• [ABOUT THIS TASK]: Print the entire article on the Flyers and the NHL salary cap, word for word.

• [PAGE EXTRACT]:
▬▬▬▬▬▬
How the Flyers Lost the NHL’s Salary Cap Game

We’re Not in 2004 Anymore…

Jump into your time machine and punch in the year 2004. Travel back to a time when the Flyers were one of the crown jewels of the Eastern Conference. Fresh off a 101 point season, they took the Tampa Bay Lightning to a game 7, but ultimately lost in what was arguably one of the best playoff series of the 2000’s. Do yourself a quick favor and take a look at the roster. That team was stacked. Mark Recchi, John LeClair, Michael Handzus, Keith Primeau, Simon Gagne, Jeremy Roenick, Tony Amonte. Even Alexei Zhamnov, the playoff rental that put up 18 points in 20 games.

The Flyers lived the elite life in the NHL. They were rich, players wanted to play here, they could lure stars with any contract they wanted, and guess what? There was no limit to how much they could spend. The Flyers could afford to hand out nearly $22 million between Jeremy Roenick ($7.5 million), John LeClair ($9 million), and Mark Recchi ($5 million) that year.  Hand out a huge deal, if that guy doesn’t work out, bury him on the 3rd or 4th line, or trade him away to a team that needed a quick fix. Nothing to sweat about when you have money.
▬▬▬▬▬▬
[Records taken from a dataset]
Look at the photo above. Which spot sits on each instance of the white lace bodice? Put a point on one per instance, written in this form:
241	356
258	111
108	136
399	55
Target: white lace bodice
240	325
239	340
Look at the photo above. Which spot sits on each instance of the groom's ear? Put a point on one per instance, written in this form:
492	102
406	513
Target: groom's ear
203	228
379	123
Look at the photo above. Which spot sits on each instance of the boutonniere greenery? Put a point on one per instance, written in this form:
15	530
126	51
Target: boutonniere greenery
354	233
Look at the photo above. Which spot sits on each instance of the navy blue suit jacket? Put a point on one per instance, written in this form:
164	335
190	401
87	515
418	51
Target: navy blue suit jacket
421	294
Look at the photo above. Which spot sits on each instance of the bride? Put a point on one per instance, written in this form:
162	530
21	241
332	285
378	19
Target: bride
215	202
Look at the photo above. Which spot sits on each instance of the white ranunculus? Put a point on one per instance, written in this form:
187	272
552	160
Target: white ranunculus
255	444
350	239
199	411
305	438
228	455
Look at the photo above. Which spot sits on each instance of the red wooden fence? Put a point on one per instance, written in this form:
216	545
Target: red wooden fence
▬▬▬▬▬▬
• [OUTPUT OF THE EXERCISE]:
How the Flyers Lost the NHL’s Salary Cap Game

We’re Not in 2004 Anymore…

Jump into your time machine and punch in the year 2004. Travel back to a time when the Flyers were one of the crown jewels of the Eastern Conference. Fresh off a 101 point season, they took the Tampa Bay Lightning to a game 7, but ultimately lost in what was arguably one of the best playoff series of the 2000’s. Do yourself a quick favor and take a look at the roster. That team was stacked. Mark Recchi, John LeClair, Michael Handzus, Keith Primeau, Simon Gagne, Jeremy Roenick, Tony Amonte. Even Alexei Zhamnov, the playoff rental that put up 18 points in 20 games.

The Flyers lived the elite life in the NHL. They were rich, players wanted to play here, they could lure stars with any contract they wanted, and guess what? There was no limit to how much they could spend. The Flyers could afford to hand out nearly $22 million between Jeremy Roenick ($7.5 million), John LeClair ($9 million), and Mark Recchi ($5 million) that year.  Hand out a huge deal, if that guy doesn’t work out, bury him on the 3rd or 4th line, or trade him away to a team that needed a quick fix. Nothing to sweat about when you have money.